Given instruction: Edit the data below by putting "coat" in place of "jacket" wherever it appears. Leave everything else the same.

Material for the task:
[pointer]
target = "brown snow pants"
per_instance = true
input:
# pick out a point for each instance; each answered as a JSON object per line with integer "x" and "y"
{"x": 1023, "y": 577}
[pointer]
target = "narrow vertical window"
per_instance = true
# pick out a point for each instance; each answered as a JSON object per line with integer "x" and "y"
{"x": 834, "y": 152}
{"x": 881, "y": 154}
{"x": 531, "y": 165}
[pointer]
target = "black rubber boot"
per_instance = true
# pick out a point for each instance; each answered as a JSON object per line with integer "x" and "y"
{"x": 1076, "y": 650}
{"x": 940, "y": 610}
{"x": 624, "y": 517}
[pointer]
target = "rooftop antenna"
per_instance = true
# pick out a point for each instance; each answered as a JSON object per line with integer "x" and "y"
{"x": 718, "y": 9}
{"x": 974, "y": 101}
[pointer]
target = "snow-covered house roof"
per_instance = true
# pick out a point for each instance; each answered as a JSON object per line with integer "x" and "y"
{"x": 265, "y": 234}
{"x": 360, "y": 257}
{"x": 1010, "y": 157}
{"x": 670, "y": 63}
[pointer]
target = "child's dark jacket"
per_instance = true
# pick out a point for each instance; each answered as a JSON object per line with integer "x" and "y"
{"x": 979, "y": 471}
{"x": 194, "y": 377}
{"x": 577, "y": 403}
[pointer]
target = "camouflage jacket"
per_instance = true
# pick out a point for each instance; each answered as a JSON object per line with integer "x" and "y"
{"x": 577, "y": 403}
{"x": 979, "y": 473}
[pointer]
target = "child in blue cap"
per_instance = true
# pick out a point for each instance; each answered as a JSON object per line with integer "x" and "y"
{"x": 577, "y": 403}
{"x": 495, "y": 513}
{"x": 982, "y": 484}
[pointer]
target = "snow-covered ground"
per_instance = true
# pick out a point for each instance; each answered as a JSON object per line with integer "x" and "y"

Written solution:
[pointer]
target = "brown snow pants"
per_instance = true
input:
# pick out a point for each instance; each answered as a JSON object per line with integer "x" and "y"
{"x": 1023, "y": 577}
[pointer]
target = "narrow vertical window"
per_instance = true
# pick out a point for each instance; each answered as a JSON object per line with integer "x" and "y"
{"x": 834, "y": 152}
{"x": 881, "y": 154}
{"x": 531, "y": 165}
[pointer]
target = "black rubber boot"
per_instance = true
# pick out a point for each instance; each answered as a JSON object per line with integer "x" and "y"
{"x": 1076, "y": 650}
{"x": 940, "y": 610}
{"x": 624, "y": 517}
[pointer]
target = "rooftop antenna"
per_instance = true
# pick out a point for each instance; each answered as a JSON object per line with integer "x" and "y"
{"x": 718, "y": 9}
{"x": 974, "y": 101}
[pointer]
target = "snow-covered house roof"
per_instance = true
# pick out a point for each instance; each answered as a JSON object per line with integer "x" and "y"
{"x": 265, "y": 234}
{"x": 360, "y": 257}
{"x": 1010, "y": 157}
{"x": 670, "y": 63}
[pointer]
target = "child's dark coat"
per_instance = true
# pick out a point for each instance; each answered as a JSON object per line with integer "x" and "y"
{"x": 979, "y": 471}
{"x": 194, "y": 377}
{"x": 577, "y": 403}
[pointer]
target = "camouflage coat"
per_instance = true
# pick out a point for each instance; each answered as a JSON object per line with integer "x" and "y"
{"x": 577, "y": 403}
{"x": 979, "y": 473}
[pointer]
target = "child in blue cap"
per_instance = true
# pick out a point for each instance; each answered as a JSON object per line with integer "x" and "y"
{"x": 577, "y": 403}
{"x": 495, "y": 513}
{"x": 982, "y": 484}
[pointer]
target = "snow-covered ground"
per_instance = true
# pick out a point for each instance; each answered as a JSON object per line with integer "x" and "y"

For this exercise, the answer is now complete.